Stored records
****************

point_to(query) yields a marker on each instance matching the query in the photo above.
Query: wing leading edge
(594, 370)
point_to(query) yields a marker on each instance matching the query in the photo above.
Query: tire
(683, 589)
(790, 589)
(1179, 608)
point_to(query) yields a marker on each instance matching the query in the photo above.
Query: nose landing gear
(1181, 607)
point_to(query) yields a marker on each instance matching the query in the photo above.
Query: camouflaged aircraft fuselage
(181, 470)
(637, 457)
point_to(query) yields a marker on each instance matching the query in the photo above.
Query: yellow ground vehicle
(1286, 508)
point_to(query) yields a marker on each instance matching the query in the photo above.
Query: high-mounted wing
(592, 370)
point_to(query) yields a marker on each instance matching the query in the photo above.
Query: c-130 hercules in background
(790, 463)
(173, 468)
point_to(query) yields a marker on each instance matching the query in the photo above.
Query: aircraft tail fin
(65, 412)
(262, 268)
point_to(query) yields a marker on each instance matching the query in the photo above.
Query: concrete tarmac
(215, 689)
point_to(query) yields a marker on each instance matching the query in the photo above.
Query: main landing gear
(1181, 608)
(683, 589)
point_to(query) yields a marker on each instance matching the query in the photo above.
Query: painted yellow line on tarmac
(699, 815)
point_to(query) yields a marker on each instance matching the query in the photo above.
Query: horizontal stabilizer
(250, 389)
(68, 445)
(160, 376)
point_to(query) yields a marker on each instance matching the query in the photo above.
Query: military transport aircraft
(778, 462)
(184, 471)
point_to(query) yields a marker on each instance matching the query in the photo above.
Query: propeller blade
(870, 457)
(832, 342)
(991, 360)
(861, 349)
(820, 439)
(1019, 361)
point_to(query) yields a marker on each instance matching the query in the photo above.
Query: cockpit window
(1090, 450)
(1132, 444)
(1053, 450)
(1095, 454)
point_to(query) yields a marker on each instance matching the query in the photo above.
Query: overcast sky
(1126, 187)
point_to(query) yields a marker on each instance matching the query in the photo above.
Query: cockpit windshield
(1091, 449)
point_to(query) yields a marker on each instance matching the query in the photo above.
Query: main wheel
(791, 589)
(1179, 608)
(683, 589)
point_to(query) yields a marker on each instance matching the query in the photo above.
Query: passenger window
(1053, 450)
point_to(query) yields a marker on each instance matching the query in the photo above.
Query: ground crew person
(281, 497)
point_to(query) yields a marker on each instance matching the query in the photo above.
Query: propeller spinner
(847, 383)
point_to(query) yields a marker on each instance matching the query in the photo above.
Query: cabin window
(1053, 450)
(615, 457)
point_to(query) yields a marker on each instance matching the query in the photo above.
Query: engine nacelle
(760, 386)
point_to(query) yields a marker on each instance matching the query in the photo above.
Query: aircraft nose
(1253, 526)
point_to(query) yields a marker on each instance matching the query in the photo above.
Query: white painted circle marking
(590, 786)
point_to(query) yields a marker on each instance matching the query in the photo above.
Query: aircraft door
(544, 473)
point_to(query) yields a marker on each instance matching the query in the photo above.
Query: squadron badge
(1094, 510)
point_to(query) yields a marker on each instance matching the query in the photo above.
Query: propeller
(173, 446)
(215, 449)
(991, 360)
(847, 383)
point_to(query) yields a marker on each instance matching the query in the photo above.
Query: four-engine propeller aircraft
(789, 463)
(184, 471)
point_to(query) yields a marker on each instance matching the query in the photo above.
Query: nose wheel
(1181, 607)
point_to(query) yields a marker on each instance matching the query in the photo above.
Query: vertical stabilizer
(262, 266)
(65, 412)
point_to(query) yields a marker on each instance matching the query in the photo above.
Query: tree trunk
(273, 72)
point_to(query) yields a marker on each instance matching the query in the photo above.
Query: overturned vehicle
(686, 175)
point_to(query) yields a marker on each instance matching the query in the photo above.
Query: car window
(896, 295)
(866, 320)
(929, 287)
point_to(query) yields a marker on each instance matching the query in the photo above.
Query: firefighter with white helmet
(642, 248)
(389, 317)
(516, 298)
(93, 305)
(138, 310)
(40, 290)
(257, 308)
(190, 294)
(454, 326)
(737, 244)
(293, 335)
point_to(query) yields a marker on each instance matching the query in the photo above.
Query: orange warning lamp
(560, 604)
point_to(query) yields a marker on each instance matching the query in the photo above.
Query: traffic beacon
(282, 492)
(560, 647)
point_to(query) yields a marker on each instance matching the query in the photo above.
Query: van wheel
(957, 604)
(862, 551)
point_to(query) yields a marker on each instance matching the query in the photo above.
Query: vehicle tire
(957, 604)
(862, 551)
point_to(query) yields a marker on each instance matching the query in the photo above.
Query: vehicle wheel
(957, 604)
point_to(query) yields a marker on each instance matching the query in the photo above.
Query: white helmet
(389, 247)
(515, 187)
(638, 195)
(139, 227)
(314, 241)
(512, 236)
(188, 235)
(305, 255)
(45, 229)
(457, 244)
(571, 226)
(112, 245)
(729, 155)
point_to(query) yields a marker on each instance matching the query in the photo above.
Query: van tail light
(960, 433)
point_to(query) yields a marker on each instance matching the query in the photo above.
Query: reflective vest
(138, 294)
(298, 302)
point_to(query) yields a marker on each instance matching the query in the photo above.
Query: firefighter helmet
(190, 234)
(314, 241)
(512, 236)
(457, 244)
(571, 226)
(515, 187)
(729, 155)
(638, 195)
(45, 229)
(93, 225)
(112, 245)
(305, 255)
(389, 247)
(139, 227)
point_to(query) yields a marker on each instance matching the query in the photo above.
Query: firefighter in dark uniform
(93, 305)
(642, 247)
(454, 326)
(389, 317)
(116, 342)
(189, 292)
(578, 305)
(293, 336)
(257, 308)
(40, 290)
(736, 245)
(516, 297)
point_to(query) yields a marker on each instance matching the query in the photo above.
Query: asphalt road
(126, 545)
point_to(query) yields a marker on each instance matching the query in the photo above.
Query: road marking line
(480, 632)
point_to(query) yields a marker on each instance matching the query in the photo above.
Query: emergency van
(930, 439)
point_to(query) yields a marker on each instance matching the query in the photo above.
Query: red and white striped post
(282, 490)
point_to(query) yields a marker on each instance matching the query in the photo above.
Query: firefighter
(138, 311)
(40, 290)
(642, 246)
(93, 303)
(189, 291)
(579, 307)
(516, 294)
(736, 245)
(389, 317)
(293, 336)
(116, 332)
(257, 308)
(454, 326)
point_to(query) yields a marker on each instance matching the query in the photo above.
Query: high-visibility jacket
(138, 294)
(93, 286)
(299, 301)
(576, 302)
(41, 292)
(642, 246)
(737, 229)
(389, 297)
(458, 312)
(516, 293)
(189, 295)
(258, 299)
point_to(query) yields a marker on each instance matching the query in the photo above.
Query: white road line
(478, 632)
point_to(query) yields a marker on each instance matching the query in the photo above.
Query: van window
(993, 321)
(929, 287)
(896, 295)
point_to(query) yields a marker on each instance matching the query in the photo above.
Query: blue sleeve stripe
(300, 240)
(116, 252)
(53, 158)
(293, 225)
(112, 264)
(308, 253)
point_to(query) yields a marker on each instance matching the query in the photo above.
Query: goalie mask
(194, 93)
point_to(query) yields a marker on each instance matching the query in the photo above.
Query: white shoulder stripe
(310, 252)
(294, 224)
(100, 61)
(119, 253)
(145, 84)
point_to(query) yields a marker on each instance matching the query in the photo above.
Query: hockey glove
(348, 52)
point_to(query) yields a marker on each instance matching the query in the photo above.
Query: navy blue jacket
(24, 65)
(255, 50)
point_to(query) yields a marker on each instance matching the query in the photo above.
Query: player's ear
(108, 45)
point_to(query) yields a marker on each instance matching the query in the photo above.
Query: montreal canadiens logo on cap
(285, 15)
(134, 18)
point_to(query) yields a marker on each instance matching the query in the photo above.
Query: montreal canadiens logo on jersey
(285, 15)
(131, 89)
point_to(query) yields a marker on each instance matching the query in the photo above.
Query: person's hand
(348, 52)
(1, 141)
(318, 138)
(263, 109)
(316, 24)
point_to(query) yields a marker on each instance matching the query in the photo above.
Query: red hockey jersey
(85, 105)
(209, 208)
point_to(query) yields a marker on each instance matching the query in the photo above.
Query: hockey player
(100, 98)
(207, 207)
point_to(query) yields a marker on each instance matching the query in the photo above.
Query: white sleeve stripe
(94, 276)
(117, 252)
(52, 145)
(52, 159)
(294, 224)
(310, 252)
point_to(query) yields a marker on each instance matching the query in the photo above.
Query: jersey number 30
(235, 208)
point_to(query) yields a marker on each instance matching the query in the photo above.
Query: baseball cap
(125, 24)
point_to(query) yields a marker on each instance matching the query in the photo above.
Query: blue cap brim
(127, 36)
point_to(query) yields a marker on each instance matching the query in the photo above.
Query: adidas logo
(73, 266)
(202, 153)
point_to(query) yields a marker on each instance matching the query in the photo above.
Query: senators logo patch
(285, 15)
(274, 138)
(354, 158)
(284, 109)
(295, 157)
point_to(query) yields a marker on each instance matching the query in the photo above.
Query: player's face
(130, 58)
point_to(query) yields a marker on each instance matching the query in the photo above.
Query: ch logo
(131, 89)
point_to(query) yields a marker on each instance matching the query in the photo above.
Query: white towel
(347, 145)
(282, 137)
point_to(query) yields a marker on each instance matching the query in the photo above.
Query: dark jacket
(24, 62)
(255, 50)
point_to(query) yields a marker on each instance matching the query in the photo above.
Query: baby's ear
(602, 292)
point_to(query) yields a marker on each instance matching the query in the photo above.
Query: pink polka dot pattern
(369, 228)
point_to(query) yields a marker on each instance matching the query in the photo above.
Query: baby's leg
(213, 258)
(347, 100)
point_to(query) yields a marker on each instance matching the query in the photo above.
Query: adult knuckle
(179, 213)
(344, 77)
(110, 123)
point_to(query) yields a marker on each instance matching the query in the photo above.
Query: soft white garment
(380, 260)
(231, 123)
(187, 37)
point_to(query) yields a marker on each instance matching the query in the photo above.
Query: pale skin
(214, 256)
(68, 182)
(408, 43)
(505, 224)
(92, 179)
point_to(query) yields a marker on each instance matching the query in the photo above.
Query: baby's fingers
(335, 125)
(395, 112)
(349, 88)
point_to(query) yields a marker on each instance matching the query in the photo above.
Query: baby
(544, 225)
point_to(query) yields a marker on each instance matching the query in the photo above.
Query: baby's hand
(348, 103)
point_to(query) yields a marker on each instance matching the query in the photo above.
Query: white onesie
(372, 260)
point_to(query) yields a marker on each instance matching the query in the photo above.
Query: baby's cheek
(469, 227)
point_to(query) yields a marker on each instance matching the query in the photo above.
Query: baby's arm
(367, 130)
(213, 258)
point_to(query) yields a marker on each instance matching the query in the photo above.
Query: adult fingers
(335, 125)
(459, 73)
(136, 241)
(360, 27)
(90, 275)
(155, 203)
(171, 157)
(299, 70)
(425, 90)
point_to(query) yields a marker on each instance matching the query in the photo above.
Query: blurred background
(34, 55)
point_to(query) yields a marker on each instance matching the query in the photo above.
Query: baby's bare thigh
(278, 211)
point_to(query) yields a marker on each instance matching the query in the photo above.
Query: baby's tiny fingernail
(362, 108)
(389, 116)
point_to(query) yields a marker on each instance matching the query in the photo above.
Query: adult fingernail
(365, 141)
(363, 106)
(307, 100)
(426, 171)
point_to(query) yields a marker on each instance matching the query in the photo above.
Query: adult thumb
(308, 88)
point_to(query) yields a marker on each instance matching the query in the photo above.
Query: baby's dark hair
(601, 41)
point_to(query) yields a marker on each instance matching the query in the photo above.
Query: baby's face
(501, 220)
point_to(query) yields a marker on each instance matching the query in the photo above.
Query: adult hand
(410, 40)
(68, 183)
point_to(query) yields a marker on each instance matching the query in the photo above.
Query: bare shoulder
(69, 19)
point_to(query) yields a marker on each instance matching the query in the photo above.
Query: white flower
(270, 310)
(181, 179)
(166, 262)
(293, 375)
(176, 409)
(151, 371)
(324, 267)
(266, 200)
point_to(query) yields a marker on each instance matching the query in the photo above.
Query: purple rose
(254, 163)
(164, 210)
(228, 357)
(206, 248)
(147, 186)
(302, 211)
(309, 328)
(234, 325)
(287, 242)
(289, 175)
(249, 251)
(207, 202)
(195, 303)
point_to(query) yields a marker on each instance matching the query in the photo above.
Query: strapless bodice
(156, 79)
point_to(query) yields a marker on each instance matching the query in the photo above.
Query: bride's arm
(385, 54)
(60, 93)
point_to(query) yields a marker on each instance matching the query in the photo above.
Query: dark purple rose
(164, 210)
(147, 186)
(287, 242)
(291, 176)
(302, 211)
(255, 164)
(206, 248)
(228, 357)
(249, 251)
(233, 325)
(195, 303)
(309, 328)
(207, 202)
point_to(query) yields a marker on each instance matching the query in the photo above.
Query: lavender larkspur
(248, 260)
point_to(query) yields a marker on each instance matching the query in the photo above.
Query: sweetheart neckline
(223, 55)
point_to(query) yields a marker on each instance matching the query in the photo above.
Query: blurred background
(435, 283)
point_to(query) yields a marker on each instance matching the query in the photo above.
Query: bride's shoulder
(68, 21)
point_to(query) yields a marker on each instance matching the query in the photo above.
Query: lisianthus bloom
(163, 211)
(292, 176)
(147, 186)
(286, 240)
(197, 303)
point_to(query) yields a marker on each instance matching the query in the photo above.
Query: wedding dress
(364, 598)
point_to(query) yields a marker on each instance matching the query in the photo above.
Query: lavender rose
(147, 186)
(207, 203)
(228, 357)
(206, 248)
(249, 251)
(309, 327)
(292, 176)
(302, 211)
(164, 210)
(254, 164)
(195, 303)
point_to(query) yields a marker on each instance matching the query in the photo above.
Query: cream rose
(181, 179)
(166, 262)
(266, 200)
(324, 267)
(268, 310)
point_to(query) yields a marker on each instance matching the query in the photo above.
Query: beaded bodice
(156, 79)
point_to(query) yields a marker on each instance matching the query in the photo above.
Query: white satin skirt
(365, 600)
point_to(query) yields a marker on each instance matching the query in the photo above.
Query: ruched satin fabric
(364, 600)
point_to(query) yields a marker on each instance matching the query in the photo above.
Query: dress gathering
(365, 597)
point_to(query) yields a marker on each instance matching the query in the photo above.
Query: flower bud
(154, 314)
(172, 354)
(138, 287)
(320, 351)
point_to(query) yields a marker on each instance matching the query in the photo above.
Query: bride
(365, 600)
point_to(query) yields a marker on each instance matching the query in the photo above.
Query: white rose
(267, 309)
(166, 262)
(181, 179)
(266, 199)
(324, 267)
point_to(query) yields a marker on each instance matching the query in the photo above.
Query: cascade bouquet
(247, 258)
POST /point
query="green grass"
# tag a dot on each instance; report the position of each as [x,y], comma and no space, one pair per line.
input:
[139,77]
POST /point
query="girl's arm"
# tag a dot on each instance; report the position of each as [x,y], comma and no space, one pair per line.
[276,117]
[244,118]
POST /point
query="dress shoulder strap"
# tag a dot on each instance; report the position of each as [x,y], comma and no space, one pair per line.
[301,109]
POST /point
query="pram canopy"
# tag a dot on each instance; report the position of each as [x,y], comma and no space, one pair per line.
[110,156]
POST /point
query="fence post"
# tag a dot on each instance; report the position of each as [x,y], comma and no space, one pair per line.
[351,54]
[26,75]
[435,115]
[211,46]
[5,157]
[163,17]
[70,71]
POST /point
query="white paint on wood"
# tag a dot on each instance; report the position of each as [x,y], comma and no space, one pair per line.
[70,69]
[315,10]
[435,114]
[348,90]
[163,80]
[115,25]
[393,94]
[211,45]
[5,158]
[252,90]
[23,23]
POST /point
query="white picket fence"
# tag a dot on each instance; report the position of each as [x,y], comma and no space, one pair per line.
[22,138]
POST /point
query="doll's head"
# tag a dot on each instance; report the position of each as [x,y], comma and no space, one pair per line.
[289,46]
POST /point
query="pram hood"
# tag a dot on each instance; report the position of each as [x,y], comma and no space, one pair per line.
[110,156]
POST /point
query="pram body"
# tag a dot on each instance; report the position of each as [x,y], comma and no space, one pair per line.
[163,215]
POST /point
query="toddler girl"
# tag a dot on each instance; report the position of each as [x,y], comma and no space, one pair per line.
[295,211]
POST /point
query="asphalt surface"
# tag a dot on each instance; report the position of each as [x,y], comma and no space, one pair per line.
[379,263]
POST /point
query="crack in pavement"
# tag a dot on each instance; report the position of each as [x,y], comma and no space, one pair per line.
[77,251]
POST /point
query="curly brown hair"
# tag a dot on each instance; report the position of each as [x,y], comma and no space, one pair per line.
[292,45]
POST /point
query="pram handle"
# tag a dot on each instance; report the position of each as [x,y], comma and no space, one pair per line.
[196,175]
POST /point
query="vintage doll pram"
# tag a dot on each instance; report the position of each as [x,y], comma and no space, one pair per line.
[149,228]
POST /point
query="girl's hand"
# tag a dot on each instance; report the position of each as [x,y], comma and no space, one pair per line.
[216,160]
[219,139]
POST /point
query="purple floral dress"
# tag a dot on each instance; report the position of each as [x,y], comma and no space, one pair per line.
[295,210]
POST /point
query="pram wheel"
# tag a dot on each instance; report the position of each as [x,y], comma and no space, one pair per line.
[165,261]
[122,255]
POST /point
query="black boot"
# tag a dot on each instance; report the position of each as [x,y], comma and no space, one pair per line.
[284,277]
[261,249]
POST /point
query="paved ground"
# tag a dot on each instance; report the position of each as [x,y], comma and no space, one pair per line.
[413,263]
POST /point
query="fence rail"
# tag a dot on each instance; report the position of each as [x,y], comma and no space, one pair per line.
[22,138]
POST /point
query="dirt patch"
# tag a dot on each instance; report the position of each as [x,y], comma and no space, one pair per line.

****************

**Exercise prompt**. Find each line in the records above that contains the word "fingernail", and copy those lines.

**Written answer**.
Query: baby's tiny fingernail
Query: adult fingernail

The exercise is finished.